* _Exercise tasks_
1. In the DataFramesMeta.jl issue thread, change the passage from "Lincoln-Hannah commented 1" up to and including "a single value." by replacing "clean" with "tidy".
2. In the DataFramesMeta.jl issue thread, what syntax does bkamins propose inside @by for taking :name as a value?

--- start of Text passage ---

JuliaData / DataFramesMeta.jl

Metaprogramming tools for DataFrames
https://juliadata.github.io/DataFramesMeta.jl/stable/
Other
481 stars 55 forks source link

Request - grouped by columns available as single values rather than vectors #361

Open Lincoln-Hannah opened 1 year ago

Lincoln-Hannah commented 1 year ago

Would it be possible, within a @by block, to make the grouped by columns available as single values rather then vectors?

In the below, I'd like to create a column of myCurve structs, but because the :name column comes through as a vector, it only works for the myCurve_name_vec structs. I could convert it, it just wouldn't be so clean.

More generally, if you are grouping by a column, any related calculations would likely use that column as a single value.


@with_kw struct myCurve    
    name::Symbol
    curve::Vector{Int64}
end

@with_kw struct myCurve_name_vec
    name::Vector{Symbol}
    curve::Vector{Int64}
end

d = DataFrame( name=[:a,:a,:a,:b,:b,:b], curve =[1,2,3,11,12,13] )

@by d :name   :x = myCurve_with_vec( AsTable(:)... )    #works
@by d :name   :x = myCurve( AsTable(:)... )                   #doesn't work
bkamins commented 1 year ago

@Lincoln-Hannah - indeed I also often need it. I understand that this is request for DataFramesMeta.jl.

The only issue is mixing grouping and non-grouping columns. Maybe something like @val(:name) inside @by could be better instead (to distinguish taking :name as a column and @val(:name) as a value).

--- end of Text passage ---
--- start of Data extract ---

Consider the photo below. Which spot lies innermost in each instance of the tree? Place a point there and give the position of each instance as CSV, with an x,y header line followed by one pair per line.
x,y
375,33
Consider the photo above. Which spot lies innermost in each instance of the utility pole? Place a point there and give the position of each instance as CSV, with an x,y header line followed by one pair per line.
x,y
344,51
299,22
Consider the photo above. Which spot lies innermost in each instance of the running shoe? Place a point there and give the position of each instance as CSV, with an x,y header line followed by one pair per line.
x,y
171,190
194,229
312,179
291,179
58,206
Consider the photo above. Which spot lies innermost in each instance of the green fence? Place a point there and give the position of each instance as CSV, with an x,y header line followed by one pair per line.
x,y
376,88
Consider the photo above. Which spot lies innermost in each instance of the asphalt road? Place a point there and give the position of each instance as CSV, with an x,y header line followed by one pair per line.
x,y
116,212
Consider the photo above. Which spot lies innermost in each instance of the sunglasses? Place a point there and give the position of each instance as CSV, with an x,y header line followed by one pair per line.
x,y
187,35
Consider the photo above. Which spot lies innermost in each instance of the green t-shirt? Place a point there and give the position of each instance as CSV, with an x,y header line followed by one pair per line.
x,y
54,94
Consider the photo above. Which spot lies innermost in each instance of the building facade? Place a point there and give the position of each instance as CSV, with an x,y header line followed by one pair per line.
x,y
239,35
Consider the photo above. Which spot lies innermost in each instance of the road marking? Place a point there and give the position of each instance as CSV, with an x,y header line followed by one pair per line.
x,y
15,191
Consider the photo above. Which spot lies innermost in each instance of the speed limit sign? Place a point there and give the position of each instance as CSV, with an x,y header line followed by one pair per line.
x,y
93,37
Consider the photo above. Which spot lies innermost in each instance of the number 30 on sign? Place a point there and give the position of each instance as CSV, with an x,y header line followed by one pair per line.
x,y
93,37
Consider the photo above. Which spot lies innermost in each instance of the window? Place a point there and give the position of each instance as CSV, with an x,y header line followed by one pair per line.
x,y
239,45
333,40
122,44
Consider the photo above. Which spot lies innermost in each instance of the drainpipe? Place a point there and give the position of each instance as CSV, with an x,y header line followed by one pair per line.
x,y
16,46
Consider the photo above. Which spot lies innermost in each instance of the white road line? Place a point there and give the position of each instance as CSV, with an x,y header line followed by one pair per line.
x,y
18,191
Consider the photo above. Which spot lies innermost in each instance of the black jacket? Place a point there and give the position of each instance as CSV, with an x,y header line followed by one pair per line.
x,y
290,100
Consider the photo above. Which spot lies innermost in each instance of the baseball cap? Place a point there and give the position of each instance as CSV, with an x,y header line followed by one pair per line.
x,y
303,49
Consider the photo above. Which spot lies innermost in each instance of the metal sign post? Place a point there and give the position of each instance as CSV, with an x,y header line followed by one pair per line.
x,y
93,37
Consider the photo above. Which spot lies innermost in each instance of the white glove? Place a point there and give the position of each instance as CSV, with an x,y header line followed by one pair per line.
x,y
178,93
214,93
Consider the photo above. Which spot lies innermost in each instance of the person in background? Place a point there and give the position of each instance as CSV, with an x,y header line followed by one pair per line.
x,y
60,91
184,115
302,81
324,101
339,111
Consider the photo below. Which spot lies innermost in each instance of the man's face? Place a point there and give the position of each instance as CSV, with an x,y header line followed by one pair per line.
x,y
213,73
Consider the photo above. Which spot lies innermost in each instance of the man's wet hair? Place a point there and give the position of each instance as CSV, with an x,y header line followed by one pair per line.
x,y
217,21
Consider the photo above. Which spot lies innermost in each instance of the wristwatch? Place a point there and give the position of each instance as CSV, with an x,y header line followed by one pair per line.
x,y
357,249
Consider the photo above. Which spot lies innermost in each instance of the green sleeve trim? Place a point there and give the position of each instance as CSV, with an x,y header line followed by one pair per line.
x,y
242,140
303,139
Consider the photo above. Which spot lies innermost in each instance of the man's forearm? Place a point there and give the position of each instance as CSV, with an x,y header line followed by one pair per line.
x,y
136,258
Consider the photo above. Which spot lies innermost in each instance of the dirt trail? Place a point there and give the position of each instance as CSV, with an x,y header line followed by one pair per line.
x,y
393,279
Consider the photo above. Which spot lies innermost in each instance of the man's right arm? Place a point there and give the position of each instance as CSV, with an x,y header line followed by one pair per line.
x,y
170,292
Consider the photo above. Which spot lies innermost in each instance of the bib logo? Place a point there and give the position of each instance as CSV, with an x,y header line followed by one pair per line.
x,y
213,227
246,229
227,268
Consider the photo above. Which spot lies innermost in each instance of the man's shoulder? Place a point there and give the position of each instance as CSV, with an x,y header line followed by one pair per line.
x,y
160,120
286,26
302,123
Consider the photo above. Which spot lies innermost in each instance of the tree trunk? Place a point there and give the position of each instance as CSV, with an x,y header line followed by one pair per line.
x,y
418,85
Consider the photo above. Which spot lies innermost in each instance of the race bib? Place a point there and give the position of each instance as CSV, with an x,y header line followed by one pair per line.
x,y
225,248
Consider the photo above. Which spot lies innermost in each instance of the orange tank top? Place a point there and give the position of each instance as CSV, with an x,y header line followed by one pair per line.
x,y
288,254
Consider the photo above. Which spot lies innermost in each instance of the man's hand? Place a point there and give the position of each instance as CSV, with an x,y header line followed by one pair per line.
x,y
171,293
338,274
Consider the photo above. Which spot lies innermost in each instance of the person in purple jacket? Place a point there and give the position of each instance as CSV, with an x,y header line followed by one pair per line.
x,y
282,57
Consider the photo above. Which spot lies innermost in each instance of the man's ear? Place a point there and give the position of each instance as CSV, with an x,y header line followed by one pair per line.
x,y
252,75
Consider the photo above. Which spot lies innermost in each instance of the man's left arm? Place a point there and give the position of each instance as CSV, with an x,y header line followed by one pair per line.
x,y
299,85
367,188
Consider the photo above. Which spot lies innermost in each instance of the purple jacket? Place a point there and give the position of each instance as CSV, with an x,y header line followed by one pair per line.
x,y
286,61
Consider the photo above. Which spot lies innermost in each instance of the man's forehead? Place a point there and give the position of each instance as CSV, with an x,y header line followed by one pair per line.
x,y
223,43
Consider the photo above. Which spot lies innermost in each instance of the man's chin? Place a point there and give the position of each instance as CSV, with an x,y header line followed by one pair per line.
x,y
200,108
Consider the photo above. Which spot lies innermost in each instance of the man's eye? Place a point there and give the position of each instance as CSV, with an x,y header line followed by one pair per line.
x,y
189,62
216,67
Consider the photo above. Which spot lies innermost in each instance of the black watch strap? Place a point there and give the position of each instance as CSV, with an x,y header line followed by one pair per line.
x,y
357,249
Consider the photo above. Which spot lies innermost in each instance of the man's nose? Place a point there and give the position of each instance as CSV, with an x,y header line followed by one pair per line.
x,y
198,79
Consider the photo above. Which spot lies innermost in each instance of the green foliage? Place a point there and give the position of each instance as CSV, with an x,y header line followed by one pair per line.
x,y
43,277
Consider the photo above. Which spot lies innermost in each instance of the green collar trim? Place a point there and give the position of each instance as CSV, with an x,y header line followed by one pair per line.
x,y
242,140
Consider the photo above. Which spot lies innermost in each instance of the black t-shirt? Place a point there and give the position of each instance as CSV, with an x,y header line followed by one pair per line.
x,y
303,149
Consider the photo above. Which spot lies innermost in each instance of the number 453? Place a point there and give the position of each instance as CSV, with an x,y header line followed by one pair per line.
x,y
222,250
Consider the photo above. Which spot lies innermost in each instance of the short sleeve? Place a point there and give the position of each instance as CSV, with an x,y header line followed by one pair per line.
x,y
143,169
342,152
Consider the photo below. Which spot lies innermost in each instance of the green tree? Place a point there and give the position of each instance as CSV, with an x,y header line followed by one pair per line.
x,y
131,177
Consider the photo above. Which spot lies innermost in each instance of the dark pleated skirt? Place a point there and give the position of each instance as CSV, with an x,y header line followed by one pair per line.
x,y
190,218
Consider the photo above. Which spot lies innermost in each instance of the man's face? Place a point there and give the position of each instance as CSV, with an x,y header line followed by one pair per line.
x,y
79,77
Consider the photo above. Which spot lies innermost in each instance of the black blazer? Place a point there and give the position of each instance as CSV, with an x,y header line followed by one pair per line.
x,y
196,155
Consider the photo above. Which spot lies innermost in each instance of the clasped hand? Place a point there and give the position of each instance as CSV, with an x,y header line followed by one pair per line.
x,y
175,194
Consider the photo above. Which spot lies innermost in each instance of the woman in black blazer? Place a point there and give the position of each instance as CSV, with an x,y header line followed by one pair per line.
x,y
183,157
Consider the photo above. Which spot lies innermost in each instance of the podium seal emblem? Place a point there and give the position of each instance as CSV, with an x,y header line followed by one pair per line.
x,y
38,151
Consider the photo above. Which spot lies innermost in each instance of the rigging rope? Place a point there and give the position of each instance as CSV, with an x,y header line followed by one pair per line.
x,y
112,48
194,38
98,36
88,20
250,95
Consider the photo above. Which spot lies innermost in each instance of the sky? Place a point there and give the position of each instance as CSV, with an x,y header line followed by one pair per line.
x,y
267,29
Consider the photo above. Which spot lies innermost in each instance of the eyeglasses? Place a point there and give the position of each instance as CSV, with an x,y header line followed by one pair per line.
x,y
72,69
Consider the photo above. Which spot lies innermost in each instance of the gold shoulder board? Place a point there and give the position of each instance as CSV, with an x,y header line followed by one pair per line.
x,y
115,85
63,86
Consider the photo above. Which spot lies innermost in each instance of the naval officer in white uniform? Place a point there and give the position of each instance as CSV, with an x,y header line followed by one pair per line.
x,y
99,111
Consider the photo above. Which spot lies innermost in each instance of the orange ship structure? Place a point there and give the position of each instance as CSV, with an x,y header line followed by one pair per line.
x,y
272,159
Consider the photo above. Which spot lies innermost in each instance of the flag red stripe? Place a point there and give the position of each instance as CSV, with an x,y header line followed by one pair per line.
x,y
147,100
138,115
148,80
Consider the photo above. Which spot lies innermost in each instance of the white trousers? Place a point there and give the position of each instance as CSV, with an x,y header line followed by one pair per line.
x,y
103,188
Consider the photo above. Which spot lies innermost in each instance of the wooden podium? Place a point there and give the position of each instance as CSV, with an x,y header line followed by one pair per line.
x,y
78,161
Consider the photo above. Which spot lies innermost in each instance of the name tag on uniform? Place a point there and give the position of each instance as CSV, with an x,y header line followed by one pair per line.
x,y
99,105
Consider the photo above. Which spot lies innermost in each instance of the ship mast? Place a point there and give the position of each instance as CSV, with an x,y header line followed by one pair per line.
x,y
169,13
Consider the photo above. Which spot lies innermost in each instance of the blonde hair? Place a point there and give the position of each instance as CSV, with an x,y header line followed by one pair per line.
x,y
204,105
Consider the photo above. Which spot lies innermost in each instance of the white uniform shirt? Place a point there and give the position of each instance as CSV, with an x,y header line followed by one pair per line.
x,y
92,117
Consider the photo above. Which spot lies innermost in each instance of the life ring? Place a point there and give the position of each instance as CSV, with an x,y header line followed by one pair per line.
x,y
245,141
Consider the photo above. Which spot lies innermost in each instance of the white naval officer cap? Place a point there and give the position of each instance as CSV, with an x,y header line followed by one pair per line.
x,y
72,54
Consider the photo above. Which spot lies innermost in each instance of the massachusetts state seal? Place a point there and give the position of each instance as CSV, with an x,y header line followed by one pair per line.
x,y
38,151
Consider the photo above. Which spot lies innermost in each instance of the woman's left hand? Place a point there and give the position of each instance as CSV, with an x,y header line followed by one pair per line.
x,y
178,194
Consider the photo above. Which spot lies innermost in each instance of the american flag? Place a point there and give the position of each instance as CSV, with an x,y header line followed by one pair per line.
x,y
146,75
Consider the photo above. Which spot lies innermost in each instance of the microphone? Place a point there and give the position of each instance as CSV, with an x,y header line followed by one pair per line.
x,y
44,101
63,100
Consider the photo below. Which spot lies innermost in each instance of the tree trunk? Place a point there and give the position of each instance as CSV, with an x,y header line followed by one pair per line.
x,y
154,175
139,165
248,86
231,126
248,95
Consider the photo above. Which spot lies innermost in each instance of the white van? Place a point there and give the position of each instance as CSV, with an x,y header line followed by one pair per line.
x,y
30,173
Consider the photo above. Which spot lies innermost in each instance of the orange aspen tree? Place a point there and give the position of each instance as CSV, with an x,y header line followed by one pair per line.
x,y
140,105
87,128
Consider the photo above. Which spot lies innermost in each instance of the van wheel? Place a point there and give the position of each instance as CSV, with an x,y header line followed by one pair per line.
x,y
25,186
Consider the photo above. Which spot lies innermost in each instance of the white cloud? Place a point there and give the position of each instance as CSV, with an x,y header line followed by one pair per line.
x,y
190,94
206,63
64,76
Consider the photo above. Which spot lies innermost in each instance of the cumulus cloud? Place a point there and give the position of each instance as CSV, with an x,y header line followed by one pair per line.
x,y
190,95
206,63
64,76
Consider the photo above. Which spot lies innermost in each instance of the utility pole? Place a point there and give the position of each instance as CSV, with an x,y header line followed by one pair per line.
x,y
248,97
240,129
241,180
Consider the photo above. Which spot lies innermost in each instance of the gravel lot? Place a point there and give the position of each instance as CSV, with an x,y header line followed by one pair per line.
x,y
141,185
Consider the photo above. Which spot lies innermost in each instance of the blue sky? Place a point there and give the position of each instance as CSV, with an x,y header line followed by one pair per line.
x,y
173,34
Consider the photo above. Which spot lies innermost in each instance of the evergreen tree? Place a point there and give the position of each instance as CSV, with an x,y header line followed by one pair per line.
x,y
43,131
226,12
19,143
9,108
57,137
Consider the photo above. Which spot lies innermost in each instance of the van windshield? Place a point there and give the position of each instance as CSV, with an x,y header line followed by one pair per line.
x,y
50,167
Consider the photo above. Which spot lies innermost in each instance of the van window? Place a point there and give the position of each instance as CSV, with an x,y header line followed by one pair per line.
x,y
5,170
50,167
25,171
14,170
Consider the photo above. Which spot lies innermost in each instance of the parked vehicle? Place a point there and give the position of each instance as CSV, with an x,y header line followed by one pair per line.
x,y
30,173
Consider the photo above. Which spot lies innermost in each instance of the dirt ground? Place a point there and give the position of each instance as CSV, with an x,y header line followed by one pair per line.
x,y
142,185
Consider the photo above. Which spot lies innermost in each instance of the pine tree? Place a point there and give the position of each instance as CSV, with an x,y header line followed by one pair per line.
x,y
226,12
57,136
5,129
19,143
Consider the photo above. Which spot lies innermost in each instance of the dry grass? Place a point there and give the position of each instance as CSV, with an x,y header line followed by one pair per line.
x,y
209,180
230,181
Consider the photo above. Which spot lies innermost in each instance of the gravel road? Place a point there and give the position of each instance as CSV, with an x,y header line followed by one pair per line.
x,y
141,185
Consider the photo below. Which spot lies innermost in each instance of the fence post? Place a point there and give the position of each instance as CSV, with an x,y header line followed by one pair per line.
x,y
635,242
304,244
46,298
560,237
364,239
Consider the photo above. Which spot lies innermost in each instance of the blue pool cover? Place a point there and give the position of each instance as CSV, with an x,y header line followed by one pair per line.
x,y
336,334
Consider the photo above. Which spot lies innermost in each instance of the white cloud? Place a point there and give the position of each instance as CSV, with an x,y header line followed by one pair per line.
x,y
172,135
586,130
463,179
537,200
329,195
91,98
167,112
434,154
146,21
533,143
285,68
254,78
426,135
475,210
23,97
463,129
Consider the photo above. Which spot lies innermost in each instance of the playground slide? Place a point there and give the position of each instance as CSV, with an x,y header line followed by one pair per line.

--- end of Data extract ---

* _Final results_
1.
Lincoln-Hannah commented 1 year ago

Would it be possible, within a @by block, to make the grouped by columns available as single values rather then vectors?

In the below, I'd like to create a column of myCurve structs, but because the :name column comes through as a vector, it only works for the myCurve_name_vec structs. I could convert it, it just wouldn't be so tidy.

More generally, if you are grouping by a column, any related calculations would likely use that column as a single value.

2. @val(:name)